SELECTED PASSAGE ::
==============================

Comparing vSphere Distributed Switch and Cisco Nexus 1000v switch
When time comes to deciding whether to go with vSphere Distributed Switch or Cisco Nexus 1000v it is hard to tell which product is superior and you find many different and quite contradictory opinions.
While quite often it is the political decision based on the answer to the question “Who is going to manage the virtual networking?” there are many other aspects you, as an infrastructure designer, should be aware of.
Recently VMware announced End of Sale of Nexus 1000v which caused some confusion amongst clients. I know customers who were pretty sure Cisco discontinued Nexus 1000v, but rest assured, Cisco is still fully committed to continue development of virtual networking and to support Nexus 1000v in the latest and future versions of vSphere.
In this article I will try to focus on main differences between solutions. It won’t cover every single feature, but will give you enough food for thought to make an educated choice.
Feature comparison, Configuration Maximums
Back in 2009, when Distributed vSwitch was first introduced in vSphere 4 it lacked a lot of important features compared to Nexus 1000v.

==============================

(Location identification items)
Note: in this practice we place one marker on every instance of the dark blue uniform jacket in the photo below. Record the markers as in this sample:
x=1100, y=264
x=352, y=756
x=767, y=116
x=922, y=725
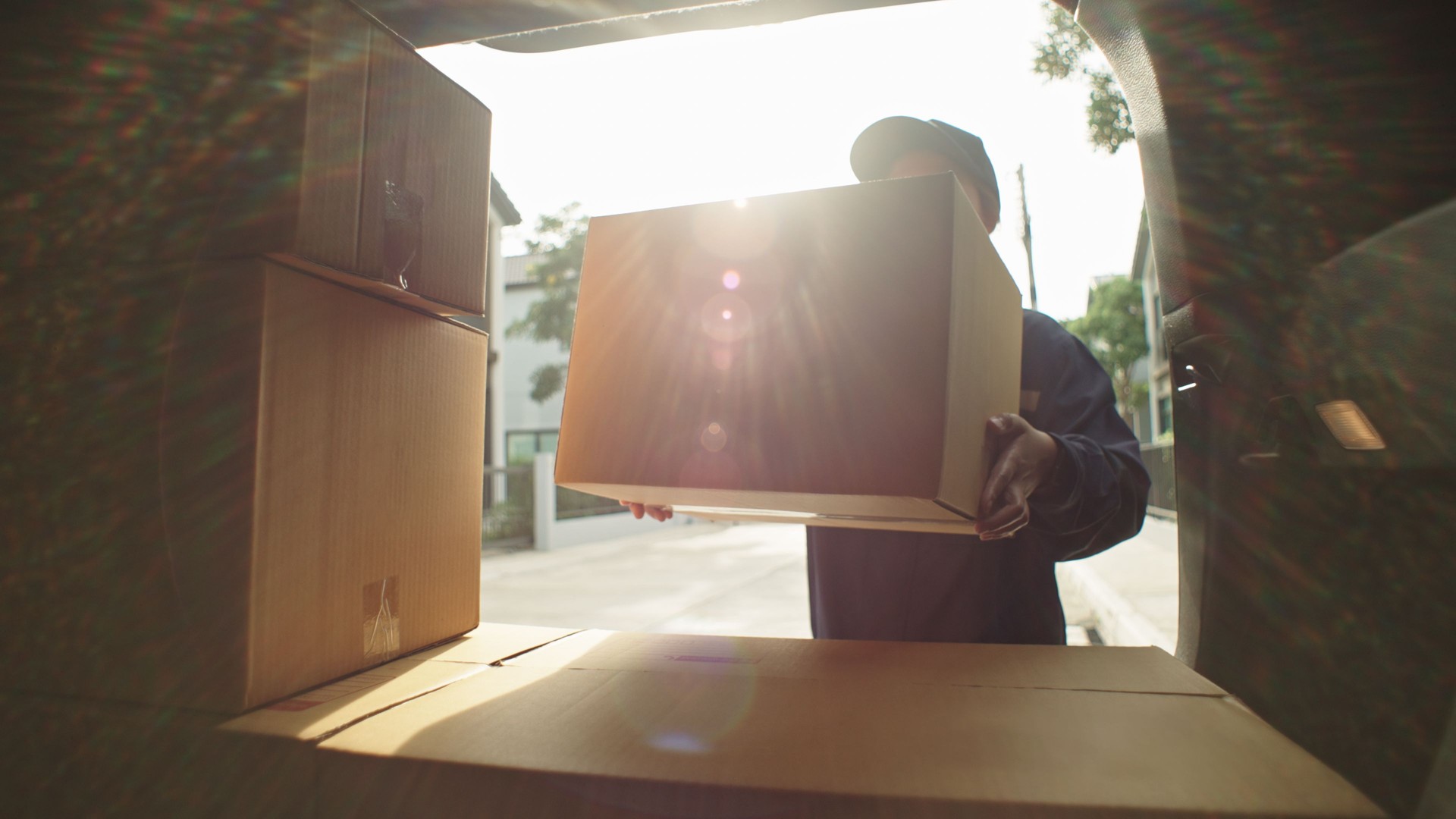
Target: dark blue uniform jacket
x=871, y=585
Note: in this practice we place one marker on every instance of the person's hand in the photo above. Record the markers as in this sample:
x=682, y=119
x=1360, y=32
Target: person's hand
x=1024, y=460
x=658, y=513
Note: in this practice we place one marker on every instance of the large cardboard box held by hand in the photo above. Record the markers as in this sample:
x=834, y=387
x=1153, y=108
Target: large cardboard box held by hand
x=824, y=356
x=302, y=129
x=650, y=725
x=242, y=482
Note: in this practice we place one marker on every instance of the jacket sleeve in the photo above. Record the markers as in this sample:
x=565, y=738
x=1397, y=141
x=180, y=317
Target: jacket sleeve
x=1100, y=496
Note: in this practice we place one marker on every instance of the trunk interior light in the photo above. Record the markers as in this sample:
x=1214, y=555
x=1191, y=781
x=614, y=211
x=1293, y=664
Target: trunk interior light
x=1348, y=425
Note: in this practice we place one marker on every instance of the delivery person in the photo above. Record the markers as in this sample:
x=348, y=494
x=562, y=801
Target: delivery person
x=1066, y=480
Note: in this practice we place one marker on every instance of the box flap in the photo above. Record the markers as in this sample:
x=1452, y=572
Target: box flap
x=321, y=711
x=1082, y=668
x=491, y=738
x=492, y=642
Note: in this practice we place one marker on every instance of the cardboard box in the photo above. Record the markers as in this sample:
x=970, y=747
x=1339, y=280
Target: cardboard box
x=302, y=129
x=983, y=730
x=254, y=484
x=69, y=757
x=824, y=357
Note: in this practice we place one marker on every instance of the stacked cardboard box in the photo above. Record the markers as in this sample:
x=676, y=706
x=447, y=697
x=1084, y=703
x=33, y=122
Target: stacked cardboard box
x=73, y=757
x=824, y=356
x=648, y=725
x=248, y=442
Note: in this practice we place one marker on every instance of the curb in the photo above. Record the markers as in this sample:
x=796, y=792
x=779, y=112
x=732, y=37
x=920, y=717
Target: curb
x=1117, y=621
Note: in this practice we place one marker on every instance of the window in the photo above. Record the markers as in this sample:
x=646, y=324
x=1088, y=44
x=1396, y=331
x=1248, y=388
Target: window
x=522, y=447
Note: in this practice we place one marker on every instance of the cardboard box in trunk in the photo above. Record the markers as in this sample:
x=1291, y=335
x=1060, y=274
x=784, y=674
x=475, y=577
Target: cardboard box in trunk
x=302, y=129
x=239, y=487
x=680, y=726
x=826, y=357
x=69, y=757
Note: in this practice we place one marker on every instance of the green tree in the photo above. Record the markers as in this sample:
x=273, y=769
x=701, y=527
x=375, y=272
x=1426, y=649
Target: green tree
x=561, y=238
x=1062, y=55
x=1116, y=334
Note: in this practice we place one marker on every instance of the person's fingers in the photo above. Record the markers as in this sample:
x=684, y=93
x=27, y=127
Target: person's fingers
x=998, y=519
x=996, y=483
x=1009, y=528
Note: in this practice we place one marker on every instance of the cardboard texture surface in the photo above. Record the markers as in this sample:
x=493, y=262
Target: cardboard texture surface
x=310, y=133
x=536, y=742
x=494, y=642
x=278, y=493
x=69, y=757
x=1091, y=668
x=832, y=354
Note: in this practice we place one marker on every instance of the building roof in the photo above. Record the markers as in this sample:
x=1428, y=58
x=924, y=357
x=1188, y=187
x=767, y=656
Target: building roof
x=503, y=205
x=514, y=271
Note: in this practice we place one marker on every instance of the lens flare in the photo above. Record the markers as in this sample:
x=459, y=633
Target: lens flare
x=727, y=318
x=714, y=438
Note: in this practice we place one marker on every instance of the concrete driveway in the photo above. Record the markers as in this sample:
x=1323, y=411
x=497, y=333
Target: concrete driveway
x=750, y=580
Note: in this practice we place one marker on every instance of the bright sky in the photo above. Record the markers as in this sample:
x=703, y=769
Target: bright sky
x=717, y=115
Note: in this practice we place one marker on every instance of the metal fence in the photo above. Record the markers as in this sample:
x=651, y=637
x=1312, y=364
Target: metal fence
x=509, y=507
x=1159, y=461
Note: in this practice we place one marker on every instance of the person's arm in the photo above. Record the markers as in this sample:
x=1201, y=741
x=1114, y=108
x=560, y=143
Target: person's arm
x=1079, y=482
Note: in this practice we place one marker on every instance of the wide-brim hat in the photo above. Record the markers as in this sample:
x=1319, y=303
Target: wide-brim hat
x=878, y=146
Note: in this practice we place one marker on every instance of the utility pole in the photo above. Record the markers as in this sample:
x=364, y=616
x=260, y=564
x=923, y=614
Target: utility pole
x=1025, y=235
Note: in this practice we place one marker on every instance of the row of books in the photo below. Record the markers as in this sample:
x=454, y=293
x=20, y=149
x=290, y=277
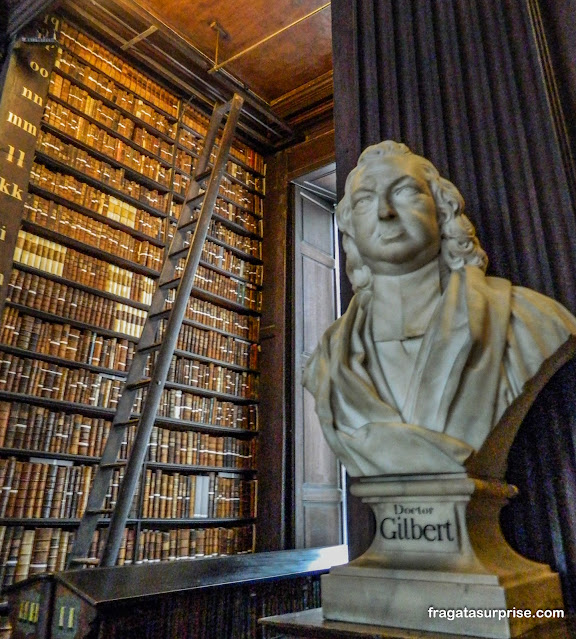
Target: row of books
x=244, y=293
x=70, y=303
x=185, y=406
x=29, y=376
x=216, y=345
x=247, y=177
x=63, y=341
x=228, y=211
x=87, y=230
x=25, y=426
x=119, y=70
x=80, y=129
x=190, y=141
x=192, y=448
x=184, y=161
x=211, y=315
x=51, y=257
x=242, y=196
x=213, y=377
x=251, y=158
x=111, y=118
x=223, y=258
x=194, y=543
x=33, y=490
x=231, y=191
x=190, y=146
x=110, y=207
x=25, y=552
x=169, y=495
x=249, y=245
x=195, y=119
x=180, y=183
x=79, y=159
x=103, y=85
x=240, y=173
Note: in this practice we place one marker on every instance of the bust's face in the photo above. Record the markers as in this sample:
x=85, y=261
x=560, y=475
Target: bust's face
x=394, y=215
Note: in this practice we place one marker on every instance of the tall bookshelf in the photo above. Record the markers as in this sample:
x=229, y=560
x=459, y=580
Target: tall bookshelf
x=113, y=156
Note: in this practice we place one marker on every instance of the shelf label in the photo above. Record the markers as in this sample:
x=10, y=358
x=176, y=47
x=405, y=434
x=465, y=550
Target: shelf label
x=21, y=107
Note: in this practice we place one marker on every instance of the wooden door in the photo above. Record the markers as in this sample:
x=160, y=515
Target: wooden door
x=318, y=477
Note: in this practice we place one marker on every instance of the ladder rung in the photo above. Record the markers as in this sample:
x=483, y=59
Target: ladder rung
x=180, y=252
x=200, y=177
x=139, y=384
x=194, y=201
x=120, y=464
x=128, y=422
x=186, y=225
x=92, y=561
x=163, y=314
x=151, y=348
x=173, y=283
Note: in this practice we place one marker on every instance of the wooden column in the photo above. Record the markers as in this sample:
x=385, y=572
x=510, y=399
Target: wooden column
x=23, y=96
x=486, y=91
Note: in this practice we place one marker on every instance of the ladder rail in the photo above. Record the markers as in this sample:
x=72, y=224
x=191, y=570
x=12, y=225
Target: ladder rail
x=164, y=352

==============================

WRITTEN PROBLEM A :: According to the switch comparison article, in which version of vSphere was Distributed vSwitch first introduced?
WRITTEN PROBLEM B :: Reproduce the listing starting at its first line and ending at the line that contains "x=1066, y=480", with both of those lines included. Omit the pictures.
The switch comparison article and the listing are unrelated to each other.

WRITTEN RESPONSE A :: vSphere 4

WRITTEN RESPONSE B ::
Note: in this practice we place one marker on every instance of the dark blue uniform jacket in the photo below. Record the markers as in this sample:
x=1100, y=264
x=352, y=756
x=767, y=116
x=922, y=725
Target: dark blue uniform jacket
x=871, y=585
Note: in this practice we place one marker on every instance of the person's hand in the photo above. Record the markers as in this sample:
x=682, y=119
x=1360, y=32
Target: person's hand
x=1024, y=460
x=658, y=513
Note: in this practice we place one marker on every instance of the large cardboard box held by hand in the photo above. Record the markers as in this sample:
x=834, y=387
x=1153, y=108
Target: large cardboard box held by hand
x=824, y=356
x=302, y=129
x=650, y=725
x=242, y=482
Note: in this practice we place one marker on every instance of the jacket sleeve in the photo above. Record the markers as in this sample:
x=565, y=738
x=1397, y=141
x=180, y=317
Target: jacket sleeve
x=1100, y=496
Note: in this practice we place one marker on every instance of the trunk interior light in the photo above. Record the markers as in this sample:
x=1214, y=555
x=1191, y=781
x=614, y=211
x=1293, y=664
Target: trunk interior light
x=1348, y=425
Note: in this practice we place one marker on every instance of the delivery person in the photo above. Record the markers as in this sample:
x=348, y=494
x=562, y=801
Target: delivery person
x=1066, y=480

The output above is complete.